TO BE DONE: Skip the images. Copy the records exactly as written.

[Object pointing dataset rows]
┌──

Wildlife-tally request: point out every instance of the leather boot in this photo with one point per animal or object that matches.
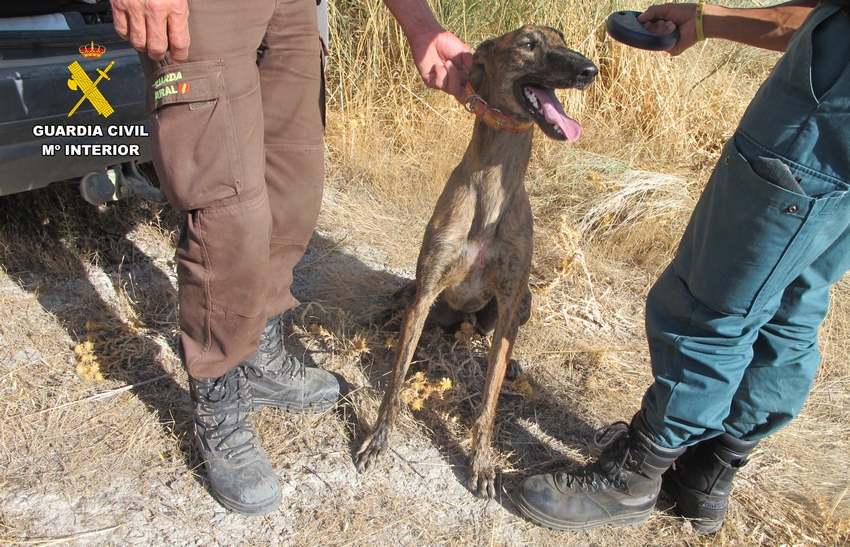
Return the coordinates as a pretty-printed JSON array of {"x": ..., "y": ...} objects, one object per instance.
[
  {"x": 280, "y": 380},
  {"x": 618, "y": 489},
  {"x": 241, "y": 476},
  {"x": 701, "y": 480}
]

└──

FULL RESPONSE:
Wildlife-tally request: point out every instance of the leather boot in this photo with one point per animal or object that matches.
Return the coordinates as a pretty-printed JSON array of {"x": ..., "y": ...} objects, one object per instance.
[
  {"x": 280, "y": 380},
  {"x": 618, "y": 489},
  {"x": 241, "y": 476},
  {"x": 701, "y": 480}
]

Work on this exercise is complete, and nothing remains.